(About this task):
Copy out each line below exactly as written.

*** Opening Provided material ***

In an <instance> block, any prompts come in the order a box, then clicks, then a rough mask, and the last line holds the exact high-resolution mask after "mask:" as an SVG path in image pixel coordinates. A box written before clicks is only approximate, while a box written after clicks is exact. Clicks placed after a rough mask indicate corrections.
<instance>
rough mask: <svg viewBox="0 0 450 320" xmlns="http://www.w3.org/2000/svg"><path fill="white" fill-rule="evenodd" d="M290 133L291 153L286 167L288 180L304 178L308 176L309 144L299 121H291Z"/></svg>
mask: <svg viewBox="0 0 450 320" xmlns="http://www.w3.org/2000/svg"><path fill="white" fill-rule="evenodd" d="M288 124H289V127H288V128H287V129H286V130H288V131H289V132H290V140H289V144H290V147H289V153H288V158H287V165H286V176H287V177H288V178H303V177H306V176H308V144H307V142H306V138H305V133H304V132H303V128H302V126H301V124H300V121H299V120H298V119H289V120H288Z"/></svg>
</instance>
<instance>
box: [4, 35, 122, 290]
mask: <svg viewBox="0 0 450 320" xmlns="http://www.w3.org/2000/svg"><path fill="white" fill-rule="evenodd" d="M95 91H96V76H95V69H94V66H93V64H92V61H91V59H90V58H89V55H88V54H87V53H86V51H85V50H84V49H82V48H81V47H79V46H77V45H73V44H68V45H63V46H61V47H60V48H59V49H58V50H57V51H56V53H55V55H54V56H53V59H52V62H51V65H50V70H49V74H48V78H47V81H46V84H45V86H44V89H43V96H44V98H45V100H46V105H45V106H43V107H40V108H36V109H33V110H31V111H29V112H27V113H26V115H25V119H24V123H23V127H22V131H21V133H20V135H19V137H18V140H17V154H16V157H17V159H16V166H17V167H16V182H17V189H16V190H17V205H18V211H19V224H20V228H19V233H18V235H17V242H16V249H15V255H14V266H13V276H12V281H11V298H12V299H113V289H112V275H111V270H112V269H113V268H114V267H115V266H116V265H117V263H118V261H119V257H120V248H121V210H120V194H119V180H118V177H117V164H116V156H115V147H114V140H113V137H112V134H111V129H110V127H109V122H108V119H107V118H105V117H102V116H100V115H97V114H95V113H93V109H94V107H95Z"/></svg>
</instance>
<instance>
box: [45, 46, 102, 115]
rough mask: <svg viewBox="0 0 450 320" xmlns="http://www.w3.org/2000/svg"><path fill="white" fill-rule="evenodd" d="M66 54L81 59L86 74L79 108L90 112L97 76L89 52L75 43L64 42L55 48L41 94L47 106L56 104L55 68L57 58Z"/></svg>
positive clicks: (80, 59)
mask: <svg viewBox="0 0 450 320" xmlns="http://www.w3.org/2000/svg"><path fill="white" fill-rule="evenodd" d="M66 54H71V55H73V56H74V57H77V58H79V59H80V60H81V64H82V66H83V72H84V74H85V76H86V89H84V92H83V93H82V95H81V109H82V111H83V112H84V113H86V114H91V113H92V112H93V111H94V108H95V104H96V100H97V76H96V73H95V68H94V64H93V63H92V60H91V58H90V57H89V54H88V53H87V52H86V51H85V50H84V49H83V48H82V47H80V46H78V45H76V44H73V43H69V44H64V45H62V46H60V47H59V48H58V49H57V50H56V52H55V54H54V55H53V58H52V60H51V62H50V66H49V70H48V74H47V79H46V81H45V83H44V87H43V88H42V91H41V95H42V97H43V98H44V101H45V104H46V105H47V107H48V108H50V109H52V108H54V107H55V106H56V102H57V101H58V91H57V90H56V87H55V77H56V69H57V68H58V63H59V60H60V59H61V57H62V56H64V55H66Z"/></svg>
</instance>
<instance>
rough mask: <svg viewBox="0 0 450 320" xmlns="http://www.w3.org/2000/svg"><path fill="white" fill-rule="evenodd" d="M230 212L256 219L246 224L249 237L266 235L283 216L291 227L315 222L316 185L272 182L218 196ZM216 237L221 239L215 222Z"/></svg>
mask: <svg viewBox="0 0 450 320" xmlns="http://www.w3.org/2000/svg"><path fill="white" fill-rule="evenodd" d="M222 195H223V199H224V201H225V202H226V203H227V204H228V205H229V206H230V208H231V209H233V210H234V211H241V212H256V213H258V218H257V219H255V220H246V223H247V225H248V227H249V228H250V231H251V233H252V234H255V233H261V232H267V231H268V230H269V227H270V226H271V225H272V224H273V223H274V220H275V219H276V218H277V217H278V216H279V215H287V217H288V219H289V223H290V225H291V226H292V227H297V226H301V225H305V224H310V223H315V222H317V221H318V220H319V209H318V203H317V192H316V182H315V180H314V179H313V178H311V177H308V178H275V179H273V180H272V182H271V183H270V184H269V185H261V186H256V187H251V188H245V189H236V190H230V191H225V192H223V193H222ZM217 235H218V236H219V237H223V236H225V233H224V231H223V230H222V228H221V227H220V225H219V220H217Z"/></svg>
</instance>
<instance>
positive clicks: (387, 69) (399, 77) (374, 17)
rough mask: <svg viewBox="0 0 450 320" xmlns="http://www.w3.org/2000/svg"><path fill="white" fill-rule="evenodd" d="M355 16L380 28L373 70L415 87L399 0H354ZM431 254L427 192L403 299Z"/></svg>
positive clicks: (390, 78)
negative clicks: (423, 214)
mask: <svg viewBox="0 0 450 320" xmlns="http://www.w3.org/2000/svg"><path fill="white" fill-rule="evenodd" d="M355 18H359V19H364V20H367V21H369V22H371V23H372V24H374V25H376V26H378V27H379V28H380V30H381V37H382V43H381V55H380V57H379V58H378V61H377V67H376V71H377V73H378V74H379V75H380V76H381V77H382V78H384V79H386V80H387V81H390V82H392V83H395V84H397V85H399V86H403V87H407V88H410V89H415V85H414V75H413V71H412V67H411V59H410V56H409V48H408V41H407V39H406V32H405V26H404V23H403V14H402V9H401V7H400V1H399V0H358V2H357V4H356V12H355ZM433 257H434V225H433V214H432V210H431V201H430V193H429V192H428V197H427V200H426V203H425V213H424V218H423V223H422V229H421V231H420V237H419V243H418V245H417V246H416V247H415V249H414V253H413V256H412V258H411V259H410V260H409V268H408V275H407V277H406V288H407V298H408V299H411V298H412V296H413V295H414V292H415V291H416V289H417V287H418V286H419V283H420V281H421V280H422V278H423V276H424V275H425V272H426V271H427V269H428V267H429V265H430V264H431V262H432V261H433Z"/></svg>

*** Closing Provided material ***

(Written solution):
In an <instance> block, any prompts come in the order a box, then clicks, then a rough mask, and the last line holds the exact high-resolution mask after "mask:" as an SVG path in image pixel coordinates. A box written before clicks is only approximate, while a box written after clicks is exact. Clicks placed after a rough mask indicate corrections.
<instance>
rough mask: <svg viewBox="0 0 450 320" xmlns="http://www.w3.org/2000/svg"><path fill="white" fill-rule="evenodd" d="M290 133L291 153L286 167L288 180L304 178L308 176L309 144L299 121H291Z"/></svg>
mask: <svg viewBox="0 0 450 320" xmlns="http://www.w3.org/2000/svg"><path fill="white" fill-rule="evenodd" d="M288 124H289V127H288V128H287V129H286V130H288V131H289V132H290V140H289V144H290V147H289V153H288V158H287V165H286V176H287V177H288V178H303V177H306V176H308V144H307V142H306V138H305V133H304V132H303V128H302V126H301V124H300V121H299V120H298V119H289V120H288Z"/></svg>
</instance>
<instance>
box: [4, 35, 122, 290]
mask: <svg viewBox="0 0 450 320" xmlns="http://www.w3.org/2000/svg"><path fill="white" fill-rule="evenodd" d="M95 91H96V76H95V69H94V66H93V64H92V61H91V59H90V58H89V55H88V54H87V53H86V51H85V50H84V49H82V48H81V47H79V46H77V45H73V44H68V45H63V46H61V47H60V48H59V49H58V50H57V51H56V53H55V55H54V56H53V59H52V62H51V65H50V70H49V74H48V78H47V81H46V84H45V86H44V89H43V96H44V98H45V100H46V105H45V106H43V107H40V108H36V109H33V110H31V111H29V112H27V113H26V115H25V119H24V123H23V127H22V131H21V133H20V135H19V137H18V140H17V154H16V157H17V159H16V166H17V167H16V182H17V189H16V190H17V205H18V211H19V224H20V228H19V233H18V235H17V242H16V249H15V255H14V266H13V276H12V281H11V298H12V299H113V289H112V275H111V270H112V269H113V268H114V267H115V266H116V265H117V263H118V261H119V257H120V248H121V210H120V194H119V180H118V177H117V164H116V156H115V147H114V140H113V137H112V134H111V129H110V127H109V122H108V119H107V118H105V117H102V116H100V115H97V114H95V113H93V109H94V107H95Z"/></svg>
</instance>
<instance>
box: [45, 46, 102, 115]
rough mask: <svg viewBox="0 0 450 320" xmlns="http://www.w3.org/2000/svg"><path fill="white" fill-rule="evenodd" d="M66 54L81 59L86 74L79 108L90 112L97 76L89 52L75 43L64 42L55 48L41 94L47 106L56 104L55 68L57 58Z"/></svg>
positive clicks: (80, 59)
mask: <svg viewBox="0 0 450 320" xmlns="http://www.w3.org/2000/svg"><path fill="white" fill-rule="evenodd" d="M66 54H71V55H73V56H74V57H77V58H79V59H80V60H81V64H82V66H83V72H84V74H85V76H86V89H84V92H83V93H82V95H81V109H82V111H83V112H84V113H86V114H91V113H92V112H93V111H94V108H95V104H96V100H97V76H96V73H95V68H94V64H93V63H92V60H91V58H90V57H89V54H88V53H87V52H86V51H85V50H84V49H83V48H82V47H80V46H78V45H76V44H73V43H69V44H64V45H62V46H60V47H59V48H58V49H57V50H56V52H55V54H54V55H53V58H52V60H51V62H50V66H49V70H48V74H47V79H46V81H45V83H44V87H43V88H42V91H41V95H42V97H43V98H44V101H45V104H46V105H47V107H48V108H50V109H52V108H54V107H55V106H56V102H57V101H58V91H57V90H56V87H55V77H56V69H57V68H58V63H59V60H60V59H61V57H62V56H64V55H66Z"/></svg>
</instance>
<instance>
rough mask: <svg viewBox="0 0 450 320" xmlns="http://www.w3.org/2000/svg"><path fill="white" fill-rule="evenodd" d="M230 212L256 219L246 224L249 237L266 235L283 216L291 227L315 222L316 185L272 182L218 196ZM216 237L221 239L215 222Z"/></svg>
mask: <svg viewBox="0 0 450 320" xmlns="http://www.w3.org/2000/svg"><path fill="white" fill-rule="evenodd" d="M222 195H223V199H224V201H225V202H226V203H227V204H228V205H229V206H230V208H231V209H233V210H234V211H241V212H256V213H258V218H257V219H255V220H246V223H247V225H248V227H249V228H250V231H251V233H252V234H255V233H261V232H267V231H268V230H269V227H270V226H271V225H272V224H273V223H274V220H275V219H276V218H277V217H278V216H279V215H287V217H288V219H289V223H290V225H291V226H292V227H297V226H301V225H305V224H310V223H315V222H317V221H318V220H319V209H318V203H317V192H316V182H315V180H314V179H313V178H311V177H308V178H275V179H273V180H272V182H271V183H270V184H269V185H261V186H256V187H251V188H245V189H236V190H230V191H225V192H223V193H222ZM217 235H218V236H219V237H223V236H225V233H224V231H223V230H222V228H221V227H220V225H219V220H217Z"/></svg>
</instance>
<instance>
positive clicks: (387, 69) (399, 77) (374, 17)
rough mask: <svg viewBox="0 0 450 320" xmlns="http://www.w3.org/2000/svg"><path fill="white" fill-rule="evenodd" d="M355 16L380 28L373 70L415 87L399 0H354ZM431 254L427 192L403 299Z"/></svg>
positive clicks: (390, 78)
negative clicks: (423, 214)
mask: <svg viewBox="0 0 450 320" xmlns="http://www.w3.org/2000/svg"><path fill="white" fill-rule="evenodd" d="M355 18H359V19H364V20H367V21H369V22H371V23H372V24H374V25H376V26H378V27H379V28H380V30H381V37H382V43H381V55H380V57H379V58H378V61H377V67H376V71H377V73H378V74H379V75H380V76H381V77H382V78H384V79H386V80H387V81H390V82H392V83H395V84H397V85H399V86H403V87H407V88H410V89H415V85H414V75H413V71H412V67H411V59H410V56H409V48H408V41H407V39H406V32H405V26H404V23H403V14H402V9H401V7H400V1H399V0H358V2H357V4H356V12H355ZM433 257H434V225H433V214H432V210H431V201H430V193H429V192H428V197H427V200H426V203H425V213H424V218H423V223H422V229H421V231H420V237H419V243H418V245H417V246H416V247H415V249H414V253H413V256H412V258H411V259H410V260H409V268H408V275H407V277H406V288H407V298H408V299H411V298H412V296H413V295H414V292H415V291H416V289H417V287H418V286H419V283H420V281H421V280H422V278H423V276H424V275H425V272H426V271H427V269H428V267H429V265H430V264H431V262H432V261H433Z"/></svg>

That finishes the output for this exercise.